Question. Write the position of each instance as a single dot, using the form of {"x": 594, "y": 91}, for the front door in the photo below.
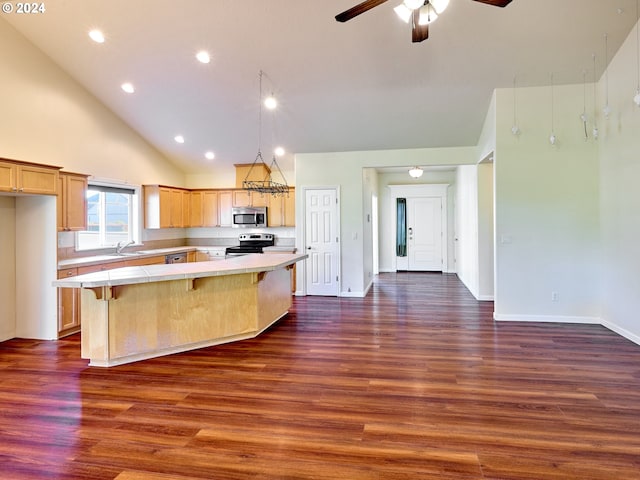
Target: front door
{"x": 424, "y": 233}
{"x": 321, "y": 237}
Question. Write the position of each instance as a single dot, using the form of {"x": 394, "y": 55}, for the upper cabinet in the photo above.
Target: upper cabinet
{"x": 166, "y": 207}
{"x": 244, "y": 198}
{"x": 72, "y": 201}
{"x": 28, "y": 178}
{"x": 282, "y": 210}
{"x": 254, "y": 172}
{"x": 203, "y": 208}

^^^^

__DIRECTIVE__
Quote, word for word, every line starting at the one that contains "the photo above." and ending with the final line of the entries.

__REPLY__
Question. Write the position of each instance as a single dot, using the form of {"x": 394, "y": 55}, for the upper cabinet in the photo above.
Target: upper cabinet
{"x": 166, "y": 207}
{"x": 244, "y": 198}
{"x": 72, "y": 201}
{"x": 28, "y": 178}
{"x": 282, "y": 210}
{"x": 254, "y": 172}
{"x": 203, "y": 208}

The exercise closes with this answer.